• **BRIEF**:
Look through the listing and locate every line containing the word "stool"; copy those lines.
══════════════════════════════
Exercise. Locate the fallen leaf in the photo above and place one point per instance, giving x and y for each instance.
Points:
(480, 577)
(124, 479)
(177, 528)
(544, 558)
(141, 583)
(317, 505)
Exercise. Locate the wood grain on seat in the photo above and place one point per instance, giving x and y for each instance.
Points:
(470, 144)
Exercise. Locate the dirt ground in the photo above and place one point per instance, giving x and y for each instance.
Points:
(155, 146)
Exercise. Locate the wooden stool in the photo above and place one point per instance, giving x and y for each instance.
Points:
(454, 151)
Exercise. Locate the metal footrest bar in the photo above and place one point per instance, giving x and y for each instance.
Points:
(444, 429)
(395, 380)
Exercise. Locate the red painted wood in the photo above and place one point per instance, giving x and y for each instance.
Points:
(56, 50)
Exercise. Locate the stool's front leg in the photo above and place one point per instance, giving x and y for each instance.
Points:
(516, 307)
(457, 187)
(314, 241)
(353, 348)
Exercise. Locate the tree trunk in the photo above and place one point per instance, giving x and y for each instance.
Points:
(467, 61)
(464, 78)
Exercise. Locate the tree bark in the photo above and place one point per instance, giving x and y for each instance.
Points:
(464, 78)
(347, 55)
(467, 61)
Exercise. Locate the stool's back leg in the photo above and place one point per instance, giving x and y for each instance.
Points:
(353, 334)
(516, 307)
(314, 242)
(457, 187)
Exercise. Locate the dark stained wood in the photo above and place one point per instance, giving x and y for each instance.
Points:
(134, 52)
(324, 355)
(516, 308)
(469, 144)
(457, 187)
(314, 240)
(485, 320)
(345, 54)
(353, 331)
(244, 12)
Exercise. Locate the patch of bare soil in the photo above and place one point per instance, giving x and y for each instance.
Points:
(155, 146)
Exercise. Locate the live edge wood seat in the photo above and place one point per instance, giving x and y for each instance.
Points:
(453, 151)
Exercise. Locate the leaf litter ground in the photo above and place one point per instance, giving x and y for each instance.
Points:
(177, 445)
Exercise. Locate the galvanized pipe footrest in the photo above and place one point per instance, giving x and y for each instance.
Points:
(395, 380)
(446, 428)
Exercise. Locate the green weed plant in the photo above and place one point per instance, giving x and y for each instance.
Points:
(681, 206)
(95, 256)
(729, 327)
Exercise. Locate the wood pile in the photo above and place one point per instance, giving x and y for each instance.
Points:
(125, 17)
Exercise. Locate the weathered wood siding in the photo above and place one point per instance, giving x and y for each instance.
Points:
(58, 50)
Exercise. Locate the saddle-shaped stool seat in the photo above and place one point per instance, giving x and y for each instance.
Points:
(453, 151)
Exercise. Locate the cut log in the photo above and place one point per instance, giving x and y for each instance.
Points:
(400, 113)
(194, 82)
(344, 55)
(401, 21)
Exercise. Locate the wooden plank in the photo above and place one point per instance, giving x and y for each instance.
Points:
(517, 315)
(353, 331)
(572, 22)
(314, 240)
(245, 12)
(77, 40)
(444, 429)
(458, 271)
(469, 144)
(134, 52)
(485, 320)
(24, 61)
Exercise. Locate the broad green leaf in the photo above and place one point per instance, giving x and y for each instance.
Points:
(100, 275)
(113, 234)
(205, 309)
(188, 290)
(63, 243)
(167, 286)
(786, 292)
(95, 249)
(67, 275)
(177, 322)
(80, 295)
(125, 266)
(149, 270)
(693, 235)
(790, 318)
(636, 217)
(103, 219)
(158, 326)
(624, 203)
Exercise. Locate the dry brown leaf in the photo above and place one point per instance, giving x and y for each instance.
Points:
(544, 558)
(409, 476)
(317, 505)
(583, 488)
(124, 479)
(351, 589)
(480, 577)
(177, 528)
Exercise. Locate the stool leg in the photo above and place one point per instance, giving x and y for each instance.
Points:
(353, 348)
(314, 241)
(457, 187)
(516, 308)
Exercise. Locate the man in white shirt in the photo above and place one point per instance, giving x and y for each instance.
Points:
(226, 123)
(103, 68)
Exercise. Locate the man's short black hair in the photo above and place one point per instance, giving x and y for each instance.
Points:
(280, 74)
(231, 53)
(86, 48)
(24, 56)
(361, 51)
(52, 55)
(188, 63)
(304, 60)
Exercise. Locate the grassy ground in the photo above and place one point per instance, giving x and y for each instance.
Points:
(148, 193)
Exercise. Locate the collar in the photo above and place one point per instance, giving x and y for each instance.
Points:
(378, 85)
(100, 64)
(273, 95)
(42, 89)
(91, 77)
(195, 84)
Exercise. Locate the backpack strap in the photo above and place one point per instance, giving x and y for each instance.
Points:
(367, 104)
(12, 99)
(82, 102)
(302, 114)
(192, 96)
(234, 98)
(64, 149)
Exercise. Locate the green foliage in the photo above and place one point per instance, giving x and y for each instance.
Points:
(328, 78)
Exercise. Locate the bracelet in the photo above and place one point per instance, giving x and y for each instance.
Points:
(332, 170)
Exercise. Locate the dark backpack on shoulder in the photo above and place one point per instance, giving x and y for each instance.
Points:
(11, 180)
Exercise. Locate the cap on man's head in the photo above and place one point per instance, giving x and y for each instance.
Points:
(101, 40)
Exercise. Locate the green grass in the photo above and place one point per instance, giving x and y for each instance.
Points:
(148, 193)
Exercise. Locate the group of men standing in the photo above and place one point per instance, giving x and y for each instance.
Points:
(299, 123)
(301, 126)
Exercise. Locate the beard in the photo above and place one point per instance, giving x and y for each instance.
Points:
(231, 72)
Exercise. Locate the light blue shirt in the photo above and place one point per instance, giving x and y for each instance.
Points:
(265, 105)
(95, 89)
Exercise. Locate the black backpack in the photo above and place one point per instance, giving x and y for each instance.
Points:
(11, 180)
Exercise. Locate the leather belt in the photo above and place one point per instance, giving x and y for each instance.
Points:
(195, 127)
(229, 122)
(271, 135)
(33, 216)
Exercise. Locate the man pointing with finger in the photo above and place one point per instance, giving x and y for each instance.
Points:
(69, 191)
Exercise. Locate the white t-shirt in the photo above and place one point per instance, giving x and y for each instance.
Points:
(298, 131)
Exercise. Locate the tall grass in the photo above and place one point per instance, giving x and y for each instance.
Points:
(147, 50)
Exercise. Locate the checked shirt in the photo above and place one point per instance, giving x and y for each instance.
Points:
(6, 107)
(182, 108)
══════════════════════════════
• **RESPONSE TO THE TASK**:
Exercise. Locate the wooden stool in the photo above and place one point per instance, giving x and y for each instance.
Exercise. Locate the stool's front leg in the photo above and place one point per instance, giving x and y for each instance.
Exercise. Locate the stool's back leg in the photo above and place one point per instance, giving x and y for each instance.
Exercise. Locate the saddle-shaped stool seat in the photo above and place one point per instance, giving x and y for each instance.
Exercise. Locate the stool leg in the photo above and place one point per instance, giving x and y for each instance.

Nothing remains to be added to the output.